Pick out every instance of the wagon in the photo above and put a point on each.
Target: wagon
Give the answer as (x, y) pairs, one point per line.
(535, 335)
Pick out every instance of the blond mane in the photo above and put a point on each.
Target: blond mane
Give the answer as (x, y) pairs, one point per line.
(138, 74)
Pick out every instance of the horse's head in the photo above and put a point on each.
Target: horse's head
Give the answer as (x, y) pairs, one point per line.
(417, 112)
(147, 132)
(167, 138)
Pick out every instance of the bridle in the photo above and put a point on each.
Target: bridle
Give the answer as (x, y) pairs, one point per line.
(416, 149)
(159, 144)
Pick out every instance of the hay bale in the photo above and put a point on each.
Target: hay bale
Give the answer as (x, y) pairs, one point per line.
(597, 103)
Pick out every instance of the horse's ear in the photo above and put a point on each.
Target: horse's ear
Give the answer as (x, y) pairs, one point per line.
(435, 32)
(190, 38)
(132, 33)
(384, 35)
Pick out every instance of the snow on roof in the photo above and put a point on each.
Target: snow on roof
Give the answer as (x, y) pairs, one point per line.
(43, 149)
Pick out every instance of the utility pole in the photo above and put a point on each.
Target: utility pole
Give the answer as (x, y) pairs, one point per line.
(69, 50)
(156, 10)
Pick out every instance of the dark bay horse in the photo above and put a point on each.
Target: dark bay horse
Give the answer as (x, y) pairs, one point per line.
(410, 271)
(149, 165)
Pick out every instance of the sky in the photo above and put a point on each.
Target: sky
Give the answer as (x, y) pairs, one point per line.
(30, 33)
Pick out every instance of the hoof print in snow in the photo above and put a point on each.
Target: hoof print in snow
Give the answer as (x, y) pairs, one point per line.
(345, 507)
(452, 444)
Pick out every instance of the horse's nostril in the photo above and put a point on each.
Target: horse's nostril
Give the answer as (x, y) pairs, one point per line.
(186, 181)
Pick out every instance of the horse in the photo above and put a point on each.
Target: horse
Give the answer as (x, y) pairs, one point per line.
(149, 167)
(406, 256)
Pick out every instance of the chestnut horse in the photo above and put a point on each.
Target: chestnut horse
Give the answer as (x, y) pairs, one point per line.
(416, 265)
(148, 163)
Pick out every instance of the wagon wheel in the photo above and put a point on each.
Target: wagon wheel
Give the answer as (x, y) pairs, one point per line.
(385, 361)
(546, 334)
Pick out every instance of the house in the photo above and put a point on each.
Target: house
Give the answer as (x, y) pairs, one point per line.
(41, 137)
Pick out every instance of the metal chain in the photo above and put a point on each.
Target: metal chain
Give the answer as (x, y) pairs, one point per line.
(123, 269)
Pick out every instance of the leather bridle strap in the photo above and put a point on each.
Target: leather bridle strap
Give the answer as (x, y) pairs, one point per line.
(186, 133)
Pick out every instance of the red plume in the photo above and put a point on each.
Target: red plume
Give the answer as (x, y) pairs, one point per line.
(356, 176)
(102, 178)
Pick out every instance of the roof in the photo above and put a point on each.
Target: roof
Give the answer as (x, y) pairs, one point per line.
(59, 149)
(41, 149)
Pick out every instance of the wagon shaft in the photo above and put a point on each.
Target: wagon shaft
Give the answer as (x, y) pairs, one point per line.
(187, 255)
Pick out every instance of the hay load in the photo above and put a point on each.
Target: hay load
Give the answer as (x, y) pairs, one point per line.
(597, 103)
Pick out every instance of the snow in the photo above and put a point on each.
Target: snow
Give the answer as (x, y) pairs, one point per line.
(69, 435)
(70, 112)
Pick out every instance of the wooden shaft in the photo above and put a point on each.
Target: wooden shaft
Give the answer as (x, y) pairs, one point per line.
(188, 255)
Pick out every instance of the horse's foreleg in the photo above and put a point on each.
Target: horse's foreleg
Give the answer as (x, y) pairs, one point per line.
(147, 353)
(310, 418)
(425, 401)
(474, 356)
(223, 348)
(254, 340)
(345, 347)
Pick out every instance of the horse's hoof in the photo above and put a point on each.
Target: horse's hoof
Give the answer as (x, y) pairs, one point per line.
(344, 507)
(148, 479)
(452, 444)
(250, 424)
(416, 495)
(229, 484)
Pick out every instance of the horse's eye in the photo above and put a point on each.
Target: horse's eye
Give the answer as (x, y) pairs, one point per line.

(PROBLEM DETAILS): Exactly as written above, please repeat the entries.

(ANSWER):
Pick out every instance of the wagon in the photo above and put a point on each.
Target: wagon
Give the answer as (x, y) pairs, one point per line.
(535, 335)
Pick out every instance of the blond mane in the photo above and put a point on each.
Target: blond mane
Give the answer as (x, y) pairs, one point per line.
(138, 74)
Pick out every instance of the horse's head in the photo above and put a point on each.
Target: horse's head
Give the answer as (x, y) pairs, one point per line.
(417, 112)
(147, 132)
(167, 138)
Pick out every instance of the bridle in the photo above and put a point on each.
Target: bridle
Give the answer as (x, y) pairs, one point per line.
(416, 149)
(159, 144)
Pick out every instance of the hay bale in the photo above and put a point on each.
Target: hay bale
Give the answer as (x, y) pairs, one point per line.
(597, 103)
Pick out every instance of the horse's ear in the photo above and put a point on each.
Target: horse's ear
Give the answer as (x, y) pairs, one point per line.
(435, 32)
(190, 38)
(132, 33)
(384, 35)
Pick out every instance of the snow on roof in the photo above and put a point on each.
Target: snow on roof
Give the answer as (x, y) pairs, one point per line.
(43, 149)
Pick out every instance of the utility pole in the photo above and put a point on each.
Target: utility pole
Give the answer as (x, y) pairs, one point per line.
(69, 50)
(156, 10)
Pick out every instance of the dark bay horse in the photo above and put a point on each.
Target: dark bay horse
Give the answer as (x, y) pairs, one point per line.
(410, 271)
(149, 165)
Pick out every instance of the sky in the photo above and put a point on each.
Target: sky
Give the answer as (x, y) pairs, one point per line.
(30, 33)
Pick out every instance of the hoof print in snow in the photo above and put a point on each.
Target: hoof print in snow
Give the answer as (x, y) pairs, one point per line.
(345, 507)
(452, 444)
Pick out every instance of the horse's nostril in the photo above and put a point on each.
Target: horse's nostril
Give the answer as (x, y) pairs, one point per line.
(186, 181)
Pick out every instance of the horse in the photo above and put a point on each.
Target: horse
Give the answer as (x, y) pairs, one point per line.
(149, 167)
(406, 256)
Pick out every instance of the chestnut horse in the photo above and put a point on each.
Target: chestnut horse
Give the answer as (x, y) pairs, one point per line.
(416, 265)
(148, 163)
Pick out every instance of the wagon wheel in the photo above and put a point on each.
Target: wagon wheel
Give the answer as (x, y) pairs, one point per line.
(385, 361)
(546, 334)
Pick out every instance of the house in the photo above and put a point on each.
Target: house
Give the answer as (x, y) pairs, one point per line.
(41, 137)
Pick out every instance of the metal chain in the photo above and put a point on each.
Target: metal chain
Give the answer as (x, y) pairs, one point per line.
(123, 269)
Pick out every instance of the leather bridle strap in the photo above and put a point on each.
Target: leather bridle strap
Give the answer as (x, y) pairs, one point per line.
(186, 133)
Pick out every instance of the red plume in the photo above and put a point on each.
Target: red plume
Give the answer as (x, y) pairs, one point per line.
(356, 176)
(102, 178)
Pick out every instance of the roof in the photo above and put a point on each.
Target: roof
Give the answer as (x, y) pairs, one point per line.
(59, 149)
(41, 149)
Pick out every instance of the wagon shaft in the photo above and put a point on each.
Target: wagon shaft
Give the answer as (x, y) pairs, one point per line.
(187, 255)
Pick out every instance of the hay load in the photo above and put a point on each.
Target: hay load
Give the answer as (x, y) pairs, one point per line.
(597, 103)
Pick out every instance of the snow in the photo above and put a point on each.
Target: snow
Give the answer as (x, y) pairs, one point per line.
(69, 435)
(70, 112)
Pick out every instance of the wooden shaft in the photo above and put a point on each.
Target: wooden shaft
Give the answer as (x, y) pairs, one point per line.
(188, 255)
Pick out every instance of the horse's foreleg in the photo above and put a point on each.
Target: horse's foreleg
Give the answer as (x, y) pairs, one point per line.
(147, 353)
(310, 418)
(425, 401)
(474, 356)
(223, 348)
(254, 340)
(345, 347)
Pick out every instance of the horse's hoof in the photo above and put a point on each.
Target: horse's hoof
Give the answer as (x, y) pairs, one point per line.
(344, 507)
(148, 479)
(452, 444)
(250, 424)
(416, 495)
(229, 484)
Pick out every instance of the horse's eye in the photo above and put a point on each.
Target: horse's eye
Give the answer as (x, y) pairs, one point per line.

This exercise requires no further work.